━━ MATERIAL PROVIDED

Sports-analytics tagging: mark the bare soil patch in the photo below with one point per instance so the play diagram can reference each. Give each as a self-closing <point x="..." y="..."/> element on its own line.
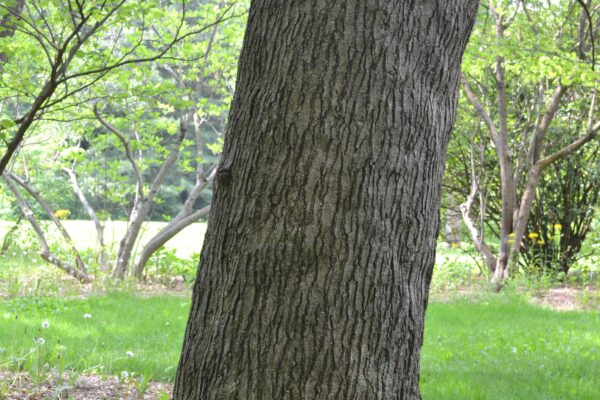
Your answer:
<point x="18" y="386"/>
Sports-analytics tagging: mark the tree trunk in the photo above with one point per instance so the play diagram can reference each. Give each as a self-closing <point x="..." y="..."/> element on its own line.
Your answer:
<point x="100" y="248"/>
<point x="453" y="225"/>
<point x="315" y="270"/>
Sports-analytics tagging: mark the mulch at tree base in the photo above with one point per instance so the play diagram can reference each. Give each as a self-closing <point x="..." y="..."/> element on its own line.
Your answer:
<point x="18" y="386"/>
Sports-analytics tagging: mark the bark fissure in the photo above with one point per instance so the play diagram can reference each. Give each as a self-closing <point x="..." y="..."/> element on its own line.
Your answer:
<point x="316" y="266"/>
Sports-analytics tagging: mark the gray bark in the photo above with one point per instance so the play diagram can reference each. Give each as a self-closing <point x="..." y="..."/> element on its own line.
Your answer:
<point x="143" y="201"/>
<point x="50" y="213"/>
<point x="45" y="252"/>
<point x="100" y="248"/>
<point x="314" y="275"/>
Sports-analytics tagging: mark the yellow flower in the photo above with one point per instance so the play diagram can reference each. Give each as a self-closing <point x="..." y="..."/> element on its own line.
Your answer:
<point x="62" y="214"/>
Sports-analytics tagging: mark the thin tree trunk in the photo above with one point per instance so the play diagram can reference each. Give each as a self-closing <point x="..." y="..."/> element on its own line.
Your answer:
<point x="184" y="218"/>
<point x="8" y="238"/>
<point x="50" y="212"/>
<point x="143" y="201"/>
<point x="167" y="233"/>
<point x="43" y="243"/>
<point x="314" y="275"/>
<point x="100" y="248"/>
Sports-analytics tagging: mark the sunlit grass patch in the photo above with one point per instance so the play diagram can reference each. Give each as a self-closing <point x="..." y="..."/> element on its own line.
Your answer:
<point x="106" y="334"/>
<point x="504" y="348"/>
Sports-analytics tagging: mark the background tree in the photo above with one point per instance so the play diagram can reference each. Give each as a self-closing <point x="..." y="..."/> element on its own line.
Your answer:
<point x="520" y="73"/>
<point x="316" y="266"/>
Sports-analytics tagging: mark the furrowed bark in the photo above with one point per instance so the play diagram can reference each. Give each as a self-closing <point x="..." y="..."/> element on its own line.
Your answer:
<point x="314" y="275"/>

━━━━

# [SET EXERCISE]
Update the records above by changing "play diagram" to "match report" wherever it occurs, keeping everything else the same, and omit the pictures from your answer.

# [SOLUTION]
Sports-analytics tagging: mark the bare soil patch in the photo below with one point per instance so the match report can reference each. Give each as a self-closing <point x="..." y="..."/> element on its own line.
Your answer:
<point x="18" y="386"/>
Sports-analytics tagging: mark the tree trunk in the photo above with one point per instance so the match report can reference each. Give each as a self-closing <point x="..." y="..."/> element on its own line.
Your answer:
<point x="100" y="248"/>
<point x="453" y="225"/>
<point x="315" y="270"/>
Sports-analytics tagging: mark the mulch at tree base in the photo above with one point per instance so the match report can reference each. Give each as a self-closing <point x="..." y="..."/> element on its own line.
Your answer:
<point x="18" y="386"/>
Sports-analytics tagging: mark the bark fissure in the photo above with one point per instance so the match report can reference each. Give each as a self-closing <point x="..." y="..."/> element on its own line.
Your answer:
<point x="316" y="266"/>
Sports-analytics tagging: mark the gray bark in the photo above with one point per instance so the match report can reference each. Give each as a self-closing <point x="..." y="..."/> element on its own line.
Your answer:
<point x="143" y="201"/>
<point x="50" y="213"/>
<point x="45" y="252"/>
<point x="100" y="248"/>
<point x="314" y="275"/>
Sports-analytics tagging: mark the yellow flower in the photo above with one point per instance so the match report can reference each. Give each as a self-closing <point x="..." y="..."/> element on its own line.
Your answer:
<point x="62" y="214"/>
Sports-analytics tagging: mark the thin tree trunk in the photo above with one point per instance so the match report can reference each. Give each as a self-closing <point x="..." y="..."/> element on its own line.
Your answer:
<point x="184" y="218"/>
<point x="8" y="238"/>
<point x="50" y="212"/>
<point x="143" y="201"/>
<point x="167" y="233"/>
<point x="43" y="243"/>
<point x="314" y="275"/>
<point x="100" y="248"/>
Sports-analytics tagging: mark the sunlit grass patch in the photo above with one point per instance so the match report can reference each. Give each as a self-closing <point x="..." y="..."/> element on its own line.
Your answer:
<point x="106" y="334"/>
<point x="504" y="348"/>
Sports-analytics tagging: mark the background tree in the photo above with one point per instance so the match report can reference each. Give each as a self-closing <point x="..." y="..."/> element on its own line.
Your answer:
<point x="520" y="73"/>
<point x="316" y="266"/>
Sports-analytics tagging: mark the furrowed bark in the photo above with one point per instance so the match report can reference each. Give each as a self-closing <point x="..." y="..."/> element on its own line.
Your answer:
<point x="314" y="275"/>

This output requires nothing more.